▶ Excerpt to read
- - -

RBC senior economist on current risk levels on the housing and mortgage fronts
Hikes to the Bank of Canada’s overnight rate are likely to have a “cooling impact” on Canada’s housing market, according to a senior Royal Bank of Canada (RBC) economist, with house prices potentially set to moderate substantially by the end of 2022.
Speaking with Canadian Mortgage Professional, Robert Hogue (pictured) said that there appeared little prospect of a return to the red-hot levels of market activity that characterized the early months of this year, with housing fundamentals remaining “pretty solid” across most of the country as 2021 nears an end.
“I’m not arguing that [Bank of Canada rate hikes] will throw a whole pile of cold water on the market and stop it in its tracks,” he said. “But certainly, as interest rates will rise – our base case is a kind of gradual increase of interest rates – at the margin, this will cool the market, erode affordability and make it harder for new buyers in the market. So it will price some people out, and it will cool the market.”
Speculation of impending turbulence in Canada’s housing market grew at the end of September, when the Canada Mortgage and Housing Corporation (CMHC) elevated it to the highest possible risk level as a result of “intensified and persistent imbalances” in certain areas.

- - -

▶ Activity 1
Quote the housing market article word for word, from "RBC senior economist" to "end of 2022.".
▶ Activity 2
Answer these questions from the housing market article:
(a) Who is Robert Hogue, according to the article?
(b) What is RBC's base case for interest rates?
(c) Which organization raised the housing market to the highest possible risk level, and when did it do so?
▶ Activity 3
Continue the article on RBC's view of the Canadian housing market from the point where it stops.

▶ Data excerpts
- - -

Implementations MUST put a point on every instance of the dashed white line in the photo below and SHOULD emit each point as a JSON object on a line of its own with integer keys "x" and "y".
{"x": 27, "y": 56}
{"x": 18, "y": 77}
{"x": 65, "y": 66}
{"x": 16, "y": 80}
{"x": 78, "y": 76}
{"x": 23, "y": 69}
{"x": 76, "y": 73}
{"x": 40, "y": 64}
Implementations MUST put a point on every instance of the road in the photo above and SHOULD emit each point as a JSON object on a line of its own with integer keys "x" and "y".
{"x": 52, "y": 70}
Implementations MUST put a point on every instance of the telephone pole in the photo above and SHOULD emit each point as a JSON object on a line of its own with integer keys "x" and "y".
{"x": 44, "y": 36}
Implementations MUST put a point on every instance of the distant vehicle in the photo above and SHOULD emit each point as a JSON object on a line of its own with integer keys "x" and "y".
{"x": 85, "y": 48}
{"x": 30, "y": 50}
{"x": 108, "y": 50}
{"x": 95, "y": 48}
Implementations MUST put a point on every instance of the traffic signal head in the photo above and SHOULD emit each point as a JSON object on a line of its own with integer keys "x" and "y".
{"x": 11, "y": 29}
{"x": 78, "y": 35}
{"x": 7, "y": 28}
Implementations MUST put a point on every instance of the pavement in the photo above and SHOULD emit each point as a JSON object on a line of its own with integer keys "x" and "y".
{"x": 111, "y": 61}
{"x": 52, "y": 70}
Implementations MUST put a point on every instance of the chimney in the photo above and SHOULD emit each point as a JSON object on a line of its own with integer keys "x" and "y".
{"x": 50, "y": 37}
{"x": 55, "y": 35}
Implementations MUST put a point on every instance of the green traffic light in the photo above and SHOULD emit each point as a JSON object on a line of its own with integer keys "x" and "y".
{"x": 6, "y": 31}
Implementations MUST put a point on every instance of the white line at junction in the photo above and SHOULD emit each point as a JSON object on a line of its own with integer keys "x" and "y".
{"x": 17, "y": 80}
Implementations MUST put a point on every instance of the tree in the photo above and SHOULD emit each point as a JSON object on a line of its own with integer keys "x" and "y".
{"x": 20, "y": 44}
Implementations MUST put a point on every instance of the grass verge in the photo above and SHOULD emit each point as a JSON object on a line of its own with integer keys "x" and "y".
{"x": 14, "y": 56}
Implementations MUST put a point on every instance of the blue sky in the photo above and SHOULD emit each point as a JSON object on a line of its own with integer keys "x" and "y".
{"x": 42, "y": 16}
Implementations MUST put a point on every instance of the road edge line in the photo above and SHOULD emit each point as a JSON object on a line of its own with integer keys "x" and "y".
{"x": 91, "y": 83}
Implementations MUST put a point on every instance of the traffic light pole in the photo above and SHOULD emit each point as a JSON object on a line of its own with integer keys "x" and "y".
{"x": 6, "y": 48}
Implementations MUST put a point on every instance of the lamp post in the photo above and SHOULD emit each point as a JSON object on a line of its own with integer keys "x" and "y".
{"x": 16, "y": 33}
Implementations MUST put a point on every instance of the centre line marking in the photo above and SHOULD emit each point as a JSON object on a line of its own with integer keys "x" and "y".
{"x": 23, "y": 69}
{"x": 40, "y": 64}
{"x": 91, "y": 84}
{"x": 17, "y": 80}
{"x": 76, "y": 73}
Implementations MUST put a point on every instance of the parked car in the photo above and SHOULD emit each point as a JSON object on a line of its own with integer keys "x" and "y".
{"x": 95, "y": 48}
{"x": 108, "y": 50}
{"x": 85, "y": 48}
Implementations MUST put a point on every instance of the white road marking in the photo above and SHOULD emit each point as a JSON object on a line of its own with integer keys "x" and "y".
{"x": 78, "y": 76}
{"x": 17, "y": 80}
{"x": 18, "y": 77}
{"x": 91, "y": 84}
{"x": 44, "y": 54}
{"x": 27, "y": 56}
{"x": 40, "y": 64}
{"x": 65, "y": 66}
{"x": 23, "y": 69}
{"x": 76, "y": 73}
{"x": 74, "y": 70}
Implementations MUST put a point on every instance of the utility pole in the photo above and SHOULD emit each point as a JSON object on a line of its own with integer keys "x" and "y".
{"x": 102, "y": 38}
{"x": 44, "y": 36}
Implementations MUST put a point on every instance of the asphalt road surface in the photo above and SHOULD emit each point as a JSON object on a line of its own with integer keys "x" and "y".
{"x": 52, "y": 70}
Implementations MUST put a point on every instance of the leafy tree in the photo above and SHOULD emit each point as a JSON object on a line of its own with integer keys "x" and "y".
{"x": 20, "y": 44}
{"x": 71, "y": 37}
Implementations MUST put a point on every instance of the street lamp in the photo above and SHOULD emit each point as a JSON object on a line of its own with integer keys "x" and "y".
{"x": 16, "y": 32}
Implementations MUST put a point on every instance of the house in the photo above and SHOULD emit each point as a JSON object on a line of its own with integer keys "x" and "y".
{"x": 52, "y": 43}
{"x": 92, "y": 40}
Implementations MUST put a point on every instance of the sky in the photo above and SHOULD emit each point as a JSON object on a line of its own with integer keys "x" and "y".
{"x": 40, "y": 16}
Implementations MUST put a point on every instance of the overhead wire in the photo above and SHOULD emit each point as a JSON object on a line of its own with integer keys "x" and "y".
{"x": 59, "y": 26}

- - -

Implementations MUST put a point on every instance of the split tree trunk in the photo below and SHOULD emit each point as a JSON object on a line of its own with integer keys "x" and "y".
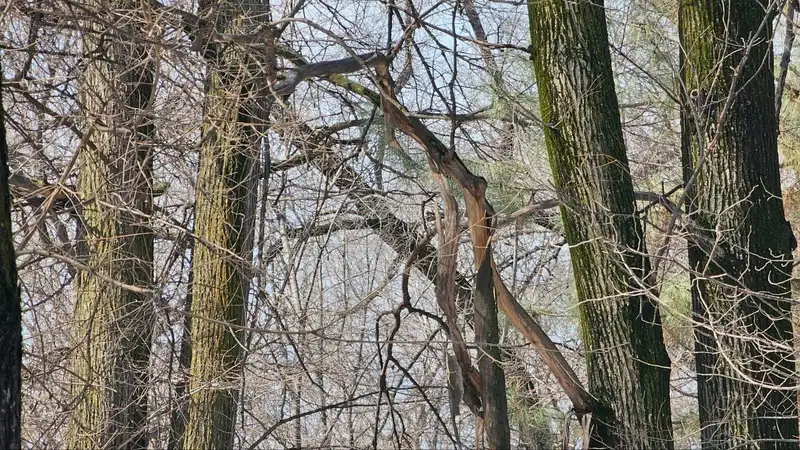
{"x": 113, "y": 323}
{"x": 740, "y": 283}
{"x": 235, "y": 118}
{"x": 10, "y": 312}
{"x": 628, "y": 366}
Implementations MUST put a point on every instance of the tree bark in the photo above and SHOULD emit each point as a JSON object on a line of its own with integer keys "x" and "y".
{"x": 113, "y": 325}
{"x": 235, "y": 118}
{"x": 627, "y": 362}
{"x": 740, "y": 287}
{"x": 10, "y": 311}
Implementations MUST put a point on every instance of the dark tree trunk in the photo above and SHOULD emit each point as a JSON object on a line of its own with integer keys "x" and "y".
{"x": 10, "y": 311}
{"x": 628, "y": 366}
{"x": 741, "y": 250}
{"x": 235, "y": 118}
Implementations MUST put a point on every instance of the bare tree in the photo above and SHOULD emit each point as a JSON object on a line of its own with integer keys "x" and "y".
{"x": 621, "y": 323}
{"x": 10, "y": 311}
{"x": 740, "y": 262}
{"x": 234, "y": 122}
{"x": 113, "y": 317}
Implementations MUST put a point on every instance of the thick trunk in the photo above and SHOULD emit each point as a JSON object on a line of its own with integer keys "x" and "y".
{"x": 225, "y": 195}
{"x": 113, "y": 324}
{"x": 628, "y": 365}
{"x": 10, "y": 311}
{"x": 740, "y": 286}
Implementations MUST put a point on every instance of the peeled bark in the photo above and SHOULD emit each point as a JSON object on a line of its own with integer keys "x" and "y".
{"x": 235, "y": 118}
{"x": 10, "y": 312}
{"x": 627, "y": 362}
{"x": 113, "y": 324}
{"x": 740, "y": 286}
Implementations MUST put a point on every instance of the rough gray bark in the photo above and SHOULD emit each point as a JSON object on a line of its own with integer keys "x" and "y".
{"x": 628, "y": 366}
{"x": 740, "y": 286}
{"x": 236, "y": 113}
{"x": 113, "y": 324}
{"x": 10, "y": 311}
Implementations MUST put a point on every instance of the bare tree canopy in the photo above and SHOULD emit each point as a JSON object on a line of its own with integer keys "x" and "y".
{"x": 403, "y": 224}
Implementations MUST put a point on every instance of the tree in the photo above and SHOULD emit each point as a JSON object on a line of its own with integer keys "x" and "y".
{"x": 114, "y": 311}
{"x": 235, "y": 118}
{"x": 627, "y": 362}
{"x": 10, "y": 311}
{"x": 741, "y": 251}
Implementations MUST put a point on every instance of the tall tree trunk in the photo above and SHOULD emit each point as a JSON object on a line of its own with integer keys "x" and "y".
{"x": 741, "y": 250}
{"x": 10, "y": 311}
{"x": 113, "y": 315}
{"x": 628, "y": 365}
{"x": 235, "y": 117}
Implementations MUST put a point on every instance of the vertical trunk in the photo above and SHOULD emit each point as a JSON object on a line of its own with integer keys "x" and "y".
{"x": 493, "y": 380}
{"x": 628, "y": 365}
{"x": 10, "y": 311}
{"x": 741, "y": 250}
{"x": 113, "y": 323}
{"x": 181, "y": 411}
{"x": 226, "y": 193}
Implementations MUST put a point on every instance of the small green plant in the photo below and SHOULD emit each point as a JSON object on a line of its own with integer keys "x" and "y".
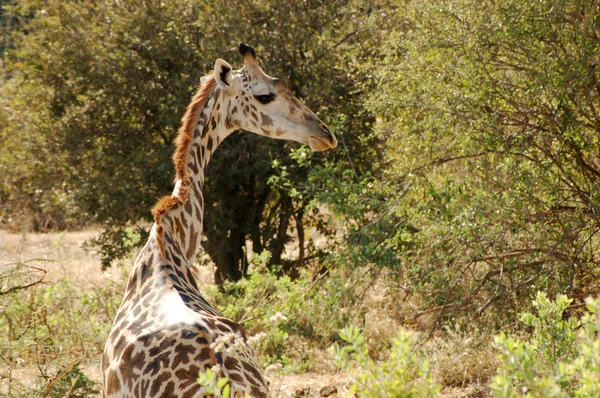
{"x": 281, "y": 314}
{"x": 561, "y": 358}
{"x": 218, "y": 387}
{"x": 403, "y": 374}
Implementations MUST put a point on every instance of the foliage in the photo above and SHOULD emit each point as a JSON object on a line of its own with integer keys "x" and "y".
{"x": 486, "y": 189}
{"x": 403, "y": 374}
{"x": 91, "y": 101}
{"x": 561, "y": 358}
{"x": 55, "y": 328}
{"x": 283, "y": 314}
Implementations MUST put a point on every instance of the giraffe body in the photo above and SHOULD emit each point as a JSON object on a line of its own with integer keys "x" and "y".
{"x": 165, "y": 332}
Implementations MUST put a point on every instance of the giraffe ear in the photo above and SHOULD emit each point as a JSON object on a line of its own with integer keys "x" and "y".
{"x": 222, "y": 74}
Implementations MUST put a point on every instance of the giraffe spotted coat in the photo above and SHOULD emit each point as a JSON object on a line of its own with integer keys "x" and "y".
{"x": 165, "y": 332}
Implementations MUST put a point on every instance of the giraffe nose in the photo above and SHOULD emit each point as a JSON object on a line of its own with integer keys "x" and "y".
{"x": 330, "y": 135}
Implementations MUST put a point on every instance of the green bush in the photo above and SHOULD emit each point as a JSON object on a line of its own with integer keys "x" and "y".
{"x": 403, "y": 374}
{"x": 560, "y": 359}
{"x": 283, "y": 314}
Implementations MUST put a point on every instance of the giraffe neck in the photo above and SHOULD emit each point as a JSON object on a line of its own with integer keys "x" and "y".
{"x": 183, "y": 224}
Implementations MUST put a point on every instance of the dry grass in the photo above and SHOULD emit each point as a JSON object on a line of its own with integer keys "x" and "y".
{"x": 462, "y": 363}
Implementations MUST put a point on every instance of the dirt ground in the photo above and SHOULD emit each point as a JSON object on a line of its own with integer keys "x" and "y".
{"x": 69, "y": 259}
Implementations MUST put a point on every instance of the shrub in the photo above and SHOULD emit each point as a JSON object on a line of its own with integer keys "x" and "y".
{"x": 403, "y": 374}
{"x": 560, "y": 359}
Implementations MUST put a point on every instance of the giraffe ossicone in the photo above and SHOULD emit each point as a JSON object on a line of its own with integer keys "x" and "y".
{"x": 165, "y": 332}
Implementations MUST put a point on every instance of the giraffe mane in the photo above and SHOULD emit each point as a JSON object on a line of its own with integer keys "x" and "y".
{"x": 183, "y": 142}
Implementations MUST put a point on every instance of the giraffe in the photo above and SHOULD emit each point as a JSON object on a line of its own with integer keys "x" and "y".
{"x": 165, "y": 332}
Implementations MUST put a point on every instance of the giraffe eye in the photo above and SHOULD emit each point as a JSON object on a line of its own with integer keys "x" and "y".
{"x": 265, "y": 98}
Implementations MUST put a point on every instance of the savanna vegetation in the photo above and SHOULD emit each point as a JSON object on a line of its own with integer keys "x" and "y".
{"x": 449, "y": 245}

- - -

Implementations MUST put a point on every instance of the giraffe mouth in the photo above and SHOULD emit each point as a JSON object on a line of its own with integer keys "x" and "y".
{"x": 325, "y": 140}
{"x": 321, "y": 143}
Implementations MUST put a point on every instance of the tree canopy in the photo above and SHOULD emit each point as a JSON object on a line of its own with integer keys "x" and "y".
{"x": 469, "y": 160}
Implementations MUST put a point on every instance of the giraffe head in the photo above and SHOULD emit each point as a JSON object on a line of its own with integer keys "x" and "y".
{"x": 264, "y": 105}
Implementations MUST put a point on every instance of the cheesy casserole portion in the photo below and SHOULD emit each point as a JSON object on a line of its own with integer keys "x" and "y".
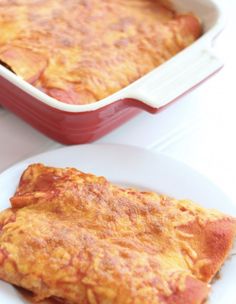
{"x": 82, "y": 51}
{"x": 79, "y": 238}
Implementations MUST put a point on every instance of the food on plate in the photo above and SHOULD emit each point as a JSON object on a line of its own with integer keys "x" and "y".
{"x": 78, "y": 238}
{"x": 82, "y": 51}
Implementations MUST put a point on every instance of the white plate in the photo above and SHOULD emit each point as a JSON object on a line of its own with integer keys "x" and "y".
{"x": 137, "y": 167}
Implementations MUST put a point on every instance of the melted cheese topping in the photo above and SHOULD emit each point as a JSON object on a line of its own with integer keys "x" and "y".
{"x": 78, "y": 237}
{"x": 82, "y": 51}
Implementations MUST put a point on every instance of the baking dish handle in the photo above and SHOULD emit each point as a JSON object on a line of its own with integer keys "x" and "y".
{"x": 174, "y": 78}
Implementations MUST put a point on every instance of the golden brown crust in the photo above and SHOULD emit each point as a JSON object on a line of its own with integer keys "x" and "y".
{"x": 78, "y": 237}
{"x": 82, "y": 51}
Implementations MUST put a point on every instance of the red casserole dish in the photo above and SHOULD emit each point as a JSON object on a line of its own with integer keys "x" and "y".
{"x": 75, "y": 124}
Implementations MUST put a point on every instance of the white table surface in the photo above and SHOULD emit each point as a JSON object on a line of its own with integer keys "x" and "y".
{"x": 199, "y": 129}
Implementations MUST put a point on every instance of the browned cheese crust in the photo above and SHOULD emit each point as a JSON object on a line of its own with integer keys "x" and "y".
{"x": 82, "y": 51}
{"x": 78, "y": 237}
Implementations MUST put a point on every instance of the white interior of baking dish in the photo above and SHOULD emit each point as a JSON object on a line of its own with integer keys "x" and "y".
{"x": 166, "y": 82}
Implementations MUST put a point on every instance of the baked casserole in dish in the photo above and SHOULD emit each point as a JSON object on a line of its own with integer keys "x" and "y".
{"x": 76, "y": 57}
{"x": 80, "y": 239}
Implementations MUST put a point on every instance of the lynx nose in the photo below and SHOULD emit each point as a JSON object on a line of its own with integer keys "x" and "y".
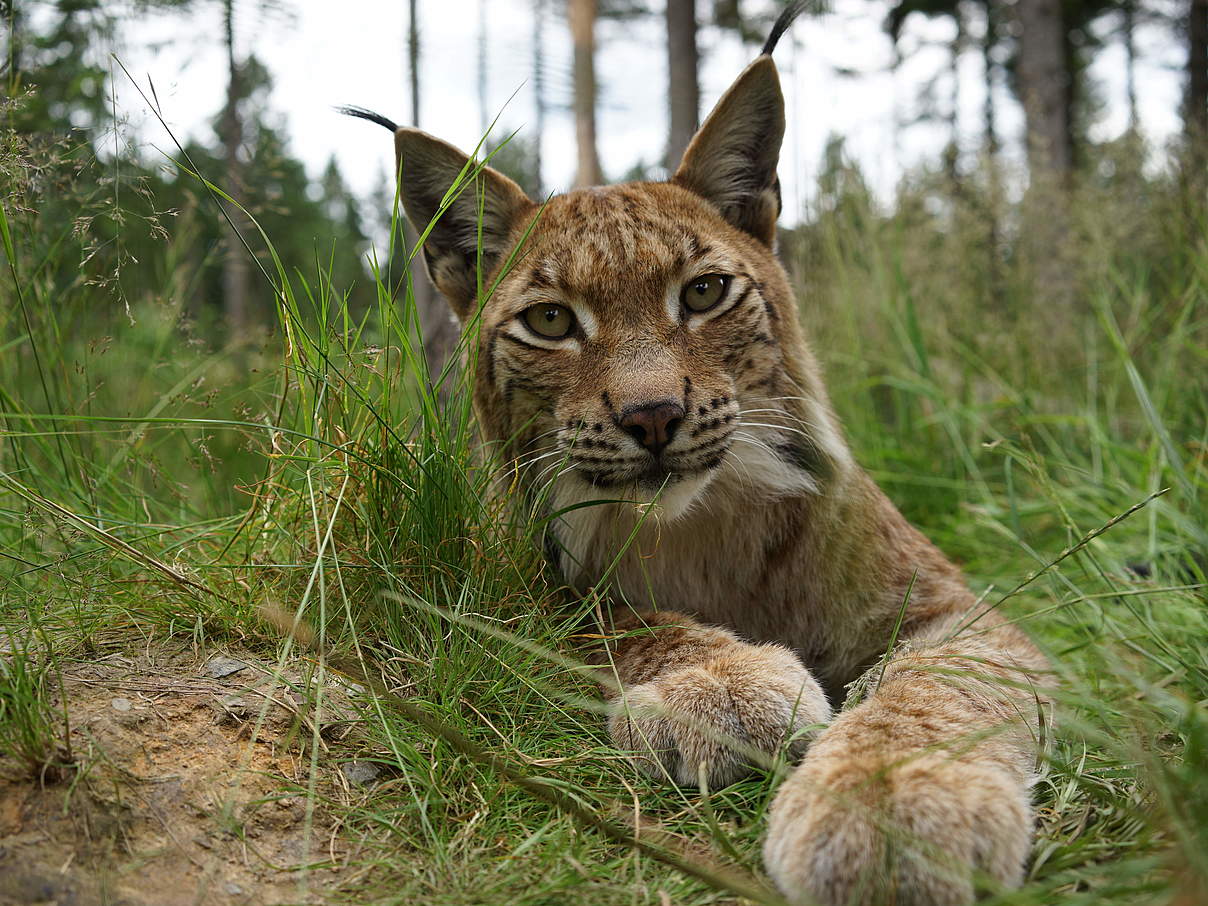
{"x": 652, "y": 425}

- - -

▶ Exercise response 1
RBC senior economist on current risk levels on the housing and mortgage fronts
Hikes to the Bank of Canada’s overnight rate are likely to have a “cooling impact” on Canada’s housing market, according to a senior Royal Bank of Canada (RBC) economist, with house prices potentially set to moderate substantially by the end of 2022.

▶ Exercise response 2
(a) A senior economist at the Royal Bank of Canada (RBC).
(b) A gradual increase of interest rates.
(c) The Canada Mortgage and Housing Corporation (CMHC), at the end of September.

▶ Exercise response 3
However, Hogue said that the localized nature of those issues meant there was likely little chance of a collapse at the national level, despite those challenges identified by the crown corporation.
“It’s very local in terms of where the risks are,” he said. “Right now, when you look at some of the fundamentals across most of the country, they’re still pretty solid.
“There might be some markets that have gone a little too far, and potentially, probably most likely the kind of smaller markets that aren’t quite as deep as larger ones. But at this point, we’re not flashing any major red flags.”
Hogue acknowledged that while there was a possibility of market watchers being “surprised on either side” – whether a significant escalation of the housing boom or a more rapid cooldown than anticipated – those eventualities were being treated as risks, rather than base case scenarios.
As Canada’s housing market heated dramatically over the past 18 months, surging demand collided with low inventory levels to create a situation that most of the main party leaders described as a “crisis” during September’s federal general election campaign.
The question of whether that crisis should be solved with more supply or less demand has vexed observers throughout the pandemic. Hogue said that the fundamental imbalance was caused by undersupply, and any measure that solely boosted demand would “not be productive” in RBC’s view.
“We would really advise policymakers at all levels to focus on the supply side and ensure that there’s going to be more in the market,” he said, “to remove obstacles to housing construction, in particular, so that the supply side can adjust to the very strong demand.”
The 2022 outlook
With the future of Canada’s housing and mortgage markets still shrouded in uncertainty thanks to the continuing impact of the pandemic, there are a host of factors that will influence their direction next year – not least the fact that the government is planning to welcome a record 411,000 new Canadians to the country over the course of 2022.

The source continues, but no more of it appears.